▶ SHORT TASK
Extract the lines starting at the line containing "A single point falls on each instance of the blue" and ending at the line containing "Target: stemmed glass", and reproduce them with no changes.

>> start

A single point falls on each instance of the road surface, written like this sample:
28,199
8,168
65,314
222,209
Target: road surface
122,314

>> end
>> start

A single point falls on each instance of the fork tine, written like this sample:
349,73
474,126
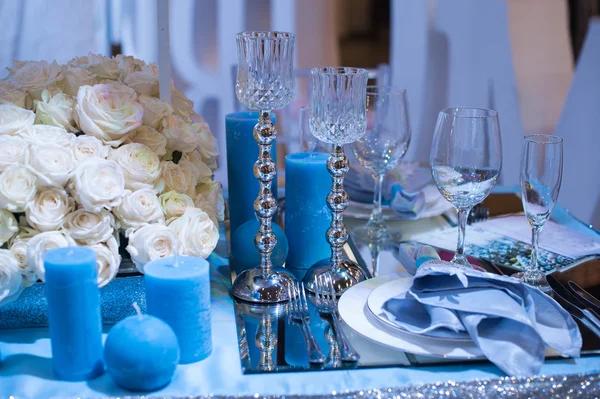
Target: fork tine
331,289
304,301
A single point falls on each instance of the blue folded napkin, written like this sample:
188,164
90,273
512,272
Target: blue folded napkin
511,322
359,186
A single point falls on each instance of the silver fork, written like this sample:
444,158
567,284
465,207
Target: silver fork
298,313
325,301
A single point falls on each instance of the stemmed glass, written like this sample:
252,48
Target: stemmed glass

>> end

▶ EXERCISE ANSWER
A single point falls on each instance of the blue folded napkin, written like this sample:
188,164
90,273
512,272
Target: blue folded napkin
511,322
359,186
A single point falls on each instance of the silver fork, written like this sample:
444,158
567,284
465,207
Target: silver fork
298,313
325,301
A single point falls on each instance of the stemmed glass, written like this sample:
252,48
Target: stemmed glass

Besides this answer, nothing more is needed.